• Exercise instructions:
- 1) In the Co-Cr alloy excerpt, rewrite the paragraph beginning "Figure 9 shows stress-strain plots" as a short list that keeps its main facts.
- 2) Extend the Co-Cr alloy excerpt, picking up after its final sentence.

• Page text:
::::

Figure 7 is an SEM micrograph of the athermal ε-martensite developed within the columnar dendritic structure in a Co-20 wt. % Cr alloy; in particular, notice the typical striations associated with the athermal ε-martensite transformation [28]. The exhibited microstructure was further investigated by TEM means.
Figure 8a is a TEM micrograph with its corresponding diffraction pattern (Figure 8b) showing a fine distribution of elongated athermal ε-plates within the columnar dendritic structure.

3.2. Mechanical and Corrosion Properties

Figure 9 shows stress-strain plots corresponding to the Co-20 wt. % Cr alloy in both the as-cast and heat-treated conditions. Notice from this figure that the alloy in the as-cast condition exhibits yield and ultimate tensile strengths of 230 MPa and 361 MPa, respectively, but an elongation of only 2.55%. Yet, after isothermal alloy heat treating at 1003.15 K for 60 min the mechanical properties exhibit a dramatic improvement in alloy strength of over 40% (i.e., 346 MPa yield strength and a UTS of 597 MPa).

::::

• Extracted records:
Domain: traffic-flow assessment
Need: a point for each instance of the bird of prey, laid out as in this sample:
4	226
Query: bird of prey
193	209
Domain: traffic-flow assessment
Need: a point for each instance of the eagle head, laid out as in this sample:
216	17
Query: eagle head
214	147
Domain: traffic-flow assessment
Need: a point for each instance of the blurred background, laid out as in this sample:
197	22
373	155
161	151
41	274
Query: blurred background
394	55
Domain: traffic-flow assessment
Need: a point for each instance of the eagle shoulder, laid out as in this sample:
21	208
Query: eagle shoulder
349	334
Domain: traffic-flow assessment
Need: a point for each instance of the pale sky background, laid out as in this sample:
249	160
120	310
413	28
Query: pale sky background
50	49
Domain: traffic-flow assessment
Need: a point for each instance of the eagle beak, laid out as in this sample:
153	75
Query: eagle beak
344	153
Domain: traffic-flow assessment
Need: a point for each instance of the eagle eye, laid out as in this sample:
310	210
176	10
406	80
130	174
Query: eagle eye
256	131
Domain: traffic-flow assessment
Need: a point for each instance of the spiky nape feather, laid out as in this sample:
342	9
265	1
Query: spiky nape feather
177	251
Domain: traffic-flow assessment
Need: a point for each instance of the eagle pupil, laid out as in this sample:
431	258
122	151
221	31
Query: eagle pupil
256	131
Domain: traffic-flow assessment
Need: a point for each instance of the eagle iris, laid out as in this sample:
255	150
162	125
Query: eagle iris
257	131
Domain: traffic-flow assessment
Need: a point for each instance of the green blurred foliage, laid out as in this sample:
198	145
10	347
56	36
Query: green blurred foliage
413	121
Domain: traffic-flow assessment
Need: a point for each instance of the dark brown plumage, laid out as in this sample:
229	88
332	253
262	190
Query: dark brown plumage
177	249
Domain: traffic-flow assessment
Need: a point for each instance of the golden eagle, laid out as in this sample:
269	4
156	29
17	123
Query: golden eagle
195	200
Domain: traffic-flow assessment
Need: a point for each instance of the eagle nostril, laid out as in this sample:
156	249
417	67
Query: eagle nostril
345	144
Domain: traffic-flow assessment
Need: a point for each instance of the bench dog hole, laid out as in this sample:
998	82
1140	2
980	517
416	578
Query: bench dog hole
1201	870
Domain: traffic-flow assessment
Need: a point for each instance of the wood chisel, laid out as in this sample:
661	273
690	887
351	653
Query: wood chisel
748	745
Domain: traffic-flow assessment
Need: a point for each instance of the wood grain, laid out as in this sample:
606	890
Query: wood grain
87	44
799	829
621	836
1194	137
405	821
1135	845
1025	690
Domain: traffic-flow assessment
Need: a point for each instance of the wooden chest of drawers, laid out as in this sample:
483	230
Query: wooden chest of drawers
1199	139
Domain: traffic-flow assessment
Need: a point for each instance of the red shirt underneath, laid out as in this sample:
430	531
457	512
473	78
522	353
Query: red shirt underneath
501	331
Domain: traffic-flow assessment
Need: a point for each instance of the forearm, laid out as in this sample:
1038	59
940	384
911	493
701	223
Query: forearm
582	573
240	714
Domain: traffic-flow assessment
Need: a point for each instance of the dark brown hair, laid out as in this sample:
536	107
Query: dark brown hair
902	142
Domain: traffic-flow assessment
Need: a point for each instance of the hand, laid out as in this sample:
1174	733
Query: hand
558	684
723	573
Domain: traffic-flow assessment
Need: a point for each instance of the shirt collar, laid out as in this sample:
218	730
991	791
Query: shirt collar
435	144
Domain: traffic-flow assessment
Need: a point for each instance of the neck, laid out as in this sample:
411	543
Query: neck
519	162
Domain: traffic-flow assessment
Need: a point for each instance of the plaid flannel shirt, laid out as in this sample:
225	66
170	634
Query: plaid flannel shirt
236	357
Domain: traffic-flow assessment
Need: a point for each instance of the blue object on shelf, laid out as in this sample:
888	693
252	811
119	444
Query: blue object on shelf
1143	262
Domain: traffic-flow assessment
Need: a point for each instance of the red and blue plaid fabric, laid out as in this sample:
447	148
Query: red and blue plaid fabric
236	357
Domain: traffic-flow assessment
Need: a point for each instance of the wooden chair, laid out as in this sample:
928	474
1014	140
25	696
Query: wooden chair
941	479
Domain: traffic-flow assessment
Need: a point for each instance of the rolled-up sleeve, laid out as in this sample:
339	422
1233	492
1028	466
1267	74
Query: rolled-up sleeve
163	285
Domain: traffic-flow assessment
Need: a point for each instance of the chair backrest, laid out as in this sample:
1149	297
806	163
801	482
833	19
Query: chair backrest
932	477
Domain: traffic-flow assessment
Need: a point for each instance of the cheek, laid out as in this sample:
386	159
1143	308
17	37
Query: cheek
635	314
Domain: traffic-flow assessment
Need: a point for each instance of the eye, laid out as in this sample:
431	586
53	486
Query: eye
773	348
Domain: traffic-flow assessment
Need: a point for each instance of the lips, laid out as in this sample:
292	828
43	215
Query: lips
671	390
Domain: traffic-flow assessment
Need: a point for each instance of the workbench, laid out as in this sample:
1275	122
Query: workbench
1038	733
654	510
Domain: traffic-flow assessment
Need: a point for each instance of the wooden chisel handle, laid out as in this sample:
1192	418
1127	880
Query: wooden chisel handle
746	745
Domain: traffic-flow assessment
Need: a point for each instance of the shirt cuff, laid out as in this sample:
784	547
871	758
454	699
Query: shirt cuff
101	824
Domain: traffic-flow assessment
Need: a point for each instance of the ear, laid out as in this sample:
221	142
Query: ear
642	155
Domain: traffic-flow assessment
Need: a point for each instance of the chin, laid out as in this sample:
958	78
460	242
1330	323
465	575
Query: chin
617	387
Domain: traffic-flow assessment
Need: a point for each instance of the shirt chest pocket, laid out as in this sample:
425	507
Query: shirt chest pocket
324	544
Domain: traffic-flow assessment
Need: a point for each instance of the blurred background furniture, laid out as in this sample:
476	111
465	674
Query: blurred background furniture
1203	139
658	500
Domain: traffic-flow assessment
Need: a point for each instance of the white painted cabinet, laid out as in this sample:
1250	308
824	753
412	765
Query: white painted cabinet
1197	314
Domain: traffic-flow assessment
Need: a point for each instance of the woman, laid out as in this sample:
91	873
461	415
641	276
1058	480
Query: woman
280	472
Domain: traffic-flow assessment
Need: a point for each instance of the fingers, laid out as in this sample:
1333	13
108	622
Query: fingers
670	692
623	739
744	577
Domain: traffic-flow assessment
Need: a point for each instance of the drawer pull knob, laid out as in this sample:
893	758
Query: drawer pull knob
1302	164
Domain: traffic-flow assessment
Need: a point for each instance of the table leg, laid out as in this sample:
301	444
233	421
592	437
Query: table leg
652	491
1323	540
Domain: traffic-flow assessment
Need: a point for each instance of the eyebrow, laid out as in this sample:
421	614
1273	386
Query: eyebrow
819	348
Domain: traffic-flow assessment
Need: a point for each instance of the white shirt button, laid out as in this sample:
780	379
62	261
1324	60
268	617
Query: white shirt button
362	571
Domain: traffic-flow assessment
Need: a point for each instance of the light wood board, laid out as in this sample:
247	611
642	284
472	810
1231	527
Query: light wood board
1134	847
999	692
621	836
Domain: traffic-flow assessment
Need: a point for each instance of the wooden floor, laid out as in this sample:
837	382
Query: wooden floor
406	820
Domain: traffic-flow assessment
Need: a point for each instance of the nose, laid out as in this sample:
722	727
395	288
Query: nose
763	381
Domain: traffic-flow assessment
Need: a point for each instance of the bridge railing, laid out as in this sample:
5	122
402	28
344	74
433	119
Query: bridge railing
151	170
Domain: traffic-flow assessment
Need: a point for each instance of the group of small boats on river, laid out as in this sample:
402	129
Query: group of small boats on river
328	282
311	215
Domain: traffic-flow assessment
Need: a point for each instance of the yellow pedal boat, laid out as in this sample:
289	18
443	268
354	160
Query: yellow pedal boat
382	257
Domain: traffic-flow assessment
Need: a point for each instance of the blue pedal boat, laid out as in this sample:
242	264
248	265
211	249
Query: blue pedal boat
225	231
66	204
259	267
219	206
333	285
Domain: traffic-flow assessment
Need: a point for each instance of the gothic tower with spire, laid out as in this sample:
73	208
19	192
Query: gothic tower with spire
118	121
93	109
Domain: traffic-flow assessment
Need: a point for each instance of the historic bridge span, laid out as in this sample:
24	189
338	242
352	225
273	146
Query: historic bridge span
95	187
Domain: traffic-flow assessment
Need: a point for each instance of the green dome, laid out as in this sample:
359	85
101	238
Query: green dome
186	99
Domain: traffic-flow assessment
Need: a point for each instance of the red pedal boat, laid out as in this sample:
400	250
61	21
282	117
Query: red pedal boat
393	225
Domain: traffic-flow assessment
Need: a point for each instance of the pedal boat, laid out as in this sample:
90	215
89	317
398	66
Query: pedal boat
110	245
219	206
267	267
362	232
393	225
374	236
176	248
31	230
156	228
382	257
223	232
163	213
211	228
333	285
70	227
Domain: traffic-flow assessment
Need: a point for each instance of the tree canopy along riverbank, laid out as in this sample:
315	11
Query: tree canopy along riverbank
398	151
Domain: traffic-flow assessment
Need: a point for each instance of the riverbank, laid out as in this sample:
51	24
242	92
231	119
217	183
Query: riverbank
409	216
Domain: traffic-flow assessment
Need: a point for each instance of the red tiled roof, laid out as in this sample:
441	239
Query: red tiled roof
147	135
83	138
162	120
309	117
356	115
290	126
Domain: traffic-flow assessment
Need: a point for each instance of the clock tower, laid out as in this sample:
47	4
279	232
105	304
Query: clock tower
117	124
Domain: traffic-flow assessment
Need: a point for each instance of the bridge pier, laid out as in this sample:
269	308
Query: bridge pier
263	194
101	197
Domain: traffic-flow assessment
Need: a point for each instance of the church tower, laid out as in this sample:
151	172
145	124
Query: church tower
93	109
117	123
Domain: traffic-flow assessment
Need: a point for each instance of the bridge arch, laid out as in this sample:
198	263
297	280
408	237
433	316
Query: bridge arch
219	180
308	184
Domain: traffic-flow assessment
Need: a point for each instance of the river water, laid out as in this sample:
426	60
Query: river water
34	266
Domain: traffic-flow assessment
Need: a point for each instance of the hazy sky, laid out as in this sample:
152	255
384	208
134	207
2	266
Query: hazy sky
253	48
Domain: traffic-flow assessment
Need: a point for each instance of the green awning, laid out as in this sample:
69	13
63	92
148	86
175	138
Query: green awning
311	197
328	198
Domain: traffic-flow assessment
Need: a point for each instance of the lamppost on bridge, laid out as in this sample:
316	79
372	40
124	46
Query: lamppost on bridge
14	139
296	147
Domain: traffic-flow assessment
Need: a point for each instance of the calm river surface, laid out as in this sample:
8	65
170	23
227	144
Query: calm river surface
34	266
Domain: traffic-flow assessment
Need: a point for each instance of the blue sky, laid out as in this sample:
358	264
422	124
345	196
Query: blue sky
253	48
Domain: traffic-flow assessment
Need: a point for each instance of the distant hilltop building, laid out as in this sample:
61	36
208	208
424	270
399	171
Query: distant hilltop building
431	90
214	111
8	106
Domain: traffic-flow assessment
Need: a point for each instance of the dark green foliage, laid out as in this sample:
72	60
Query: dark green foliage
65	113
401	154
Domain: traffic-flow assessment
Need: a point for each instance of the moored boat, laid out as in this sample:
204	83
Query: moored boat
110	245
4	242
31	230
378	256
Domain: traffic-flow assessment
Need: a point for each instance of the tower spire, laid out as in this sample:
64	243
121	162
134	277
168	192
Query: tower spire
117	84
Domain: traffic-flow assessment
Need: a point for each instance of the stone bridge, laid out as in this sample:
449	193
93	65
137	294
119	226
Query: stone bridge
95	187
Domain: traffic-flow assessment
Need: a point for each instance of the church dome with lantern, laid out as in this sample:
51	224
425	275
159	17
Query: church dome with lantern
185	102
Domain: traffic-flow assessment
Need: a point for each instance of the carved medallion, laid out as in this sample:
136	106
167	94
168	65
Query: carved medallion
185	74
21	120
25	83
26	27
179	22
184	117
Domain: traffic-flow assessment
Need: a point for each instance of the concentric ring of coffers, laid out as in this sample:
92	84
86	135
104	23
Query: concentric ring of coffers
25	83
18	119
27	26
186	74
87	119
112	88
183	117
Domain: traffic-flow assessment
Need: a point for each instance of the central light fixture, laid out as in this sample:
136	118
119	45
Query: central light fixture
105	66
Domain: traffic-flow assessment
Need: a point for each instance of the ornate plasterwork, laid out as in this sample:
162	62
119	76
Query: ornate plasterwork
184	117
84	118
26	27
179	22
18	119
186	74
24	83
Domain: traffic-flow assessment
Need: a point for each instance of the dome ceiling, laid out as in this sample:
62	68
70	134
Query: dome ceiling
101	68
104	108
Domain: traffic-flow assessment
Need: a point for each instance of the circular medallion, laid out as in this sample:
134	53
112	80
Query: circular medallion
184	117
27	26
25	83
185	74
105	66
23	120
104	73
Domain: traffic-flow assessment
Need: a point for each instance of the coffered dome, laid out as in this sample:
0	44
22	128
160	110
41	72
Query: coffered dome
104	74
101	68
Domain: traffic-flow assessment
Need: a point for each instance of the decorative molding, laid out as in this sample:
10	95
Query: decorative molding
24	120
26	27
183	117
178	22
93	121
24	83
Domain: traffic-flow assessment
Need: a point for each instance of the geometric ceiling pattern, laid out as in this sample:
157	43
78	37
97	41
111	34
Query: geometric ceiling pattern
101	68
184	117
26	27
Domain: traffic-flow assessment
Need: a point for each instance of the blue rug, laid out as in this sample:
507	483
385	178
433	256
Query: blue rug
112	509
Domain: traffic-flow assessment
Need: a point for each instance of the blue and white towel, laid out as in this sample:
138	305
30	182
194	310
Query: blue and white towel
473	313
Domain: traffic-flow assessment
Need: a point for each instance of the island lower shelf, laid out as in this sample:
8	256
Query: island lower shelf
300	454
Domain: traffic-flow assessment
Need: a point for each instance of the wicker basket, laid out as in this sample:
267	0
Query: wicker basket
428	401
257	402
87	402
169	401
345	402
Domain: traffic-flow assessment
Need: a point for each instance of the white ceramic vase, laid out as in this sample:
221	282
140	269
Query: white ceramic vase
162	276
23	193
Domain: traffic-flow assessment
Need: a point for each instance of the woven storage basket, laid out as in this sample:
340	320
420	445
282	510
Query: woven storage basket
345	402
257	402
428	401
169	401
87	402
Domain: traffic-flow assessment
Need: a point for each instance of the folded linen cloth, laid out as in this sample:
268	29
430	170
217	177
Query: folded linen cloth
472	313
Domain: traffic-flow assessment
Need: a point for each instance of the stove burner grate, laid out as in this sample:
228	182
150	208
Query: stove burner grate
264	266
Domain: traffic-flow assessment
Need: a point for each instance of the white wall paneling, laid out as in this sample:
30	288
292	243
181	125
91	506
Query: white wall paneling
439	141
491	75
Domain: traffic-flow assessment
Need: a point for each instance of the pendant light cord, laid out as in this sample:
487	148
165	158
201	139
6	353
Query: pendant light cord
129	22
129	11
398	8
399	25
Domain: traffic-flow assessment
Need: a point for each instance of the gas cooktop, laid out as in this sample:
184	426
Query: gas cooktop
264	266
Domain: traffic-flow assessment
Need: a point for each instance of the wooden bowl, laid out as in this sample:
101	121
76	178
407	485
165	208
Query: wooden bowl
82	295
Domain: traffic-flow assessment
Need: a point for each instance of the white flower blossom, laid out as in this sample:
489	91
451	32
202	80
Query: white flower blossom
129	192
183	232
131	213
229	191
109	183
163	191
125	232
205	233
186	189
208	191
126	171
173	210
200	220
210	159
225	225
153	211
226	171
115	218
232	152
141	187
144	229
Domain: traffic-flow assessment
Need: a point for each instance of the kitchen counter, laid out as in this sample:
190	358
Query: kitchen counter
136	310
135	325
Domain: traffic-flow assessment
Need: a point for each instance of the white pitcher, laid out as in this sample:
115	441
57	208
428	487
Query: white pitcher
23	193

::::

• Answers given:
- 1)
- Figure 9 gives stress-strain plots for the Co-20 wt. % Cr alloy, as-cast and heat-treated.
- As-cast: yield strength 230 MPa, ultimate tensile strength 361 MPa, elongation only 2.55%.
- After isothermal heat treating at 1003.15 K for 60 min, strength rises by over 40%, to a yield strength of 346 MPa and a UTS of 597 MPa.

- 2)
An examination of the fracture surfaces (see Figure 10a) indicates that the as-cast alloy fractured in a somewhat brittle fashion along columnar interdendritic interfaces. Also, the fracture path shows ε-Co phase striations delineating the columnar dendrites. In contrast, the heat-treated alloy exhibited a highly ductile fracture mode which was accompanied by significant plastic deformation (up to 26% elongation) and dimple development (Figure 10b).
Finally, preliminary testing on the corrosion resistance of the Co-20 wt. % Cr alloy by potentiodynamic polarization in synthetic saliva was used for determinations of corrosion rates. Figure 11 and Table 3 show the corrosion potential, current density, and corrosion rate values found for the Co-20 wt. % Cr alloy in both, the as-cast, and after heat treating conditions. Notice that corrosion rates of 8 × 10−4 and 3.56 × 10−3 mm/year were found for the as-cast and treated alloys, respectively.

4. Discussion

4.1. Phases

Figure 12 shows a map of the various phases found as a function of the applied cooling rates and Cr contents where the presence of FCC γ-Co phase/HCP ε-Co phase is observed even for eutectic compositions. In the case of investment casting Co-Cr alloys, a highly inhomogeneous structure is expected to form with large-grained cored dendrites and Co-rich regions. In particular, the interdendritic regions can contain various quaternary Co-rich, Cr-rich, and Cr- and Mo-rich phases [30]. The microstructures found in the rapidly solidified Co-35 wt. % Cr, Co-40 wt. % Cr and Co-44 wt. % Cr alloys are in agreement with the ones reported by other workers [21,31,32], but for the binary Co-Cr system.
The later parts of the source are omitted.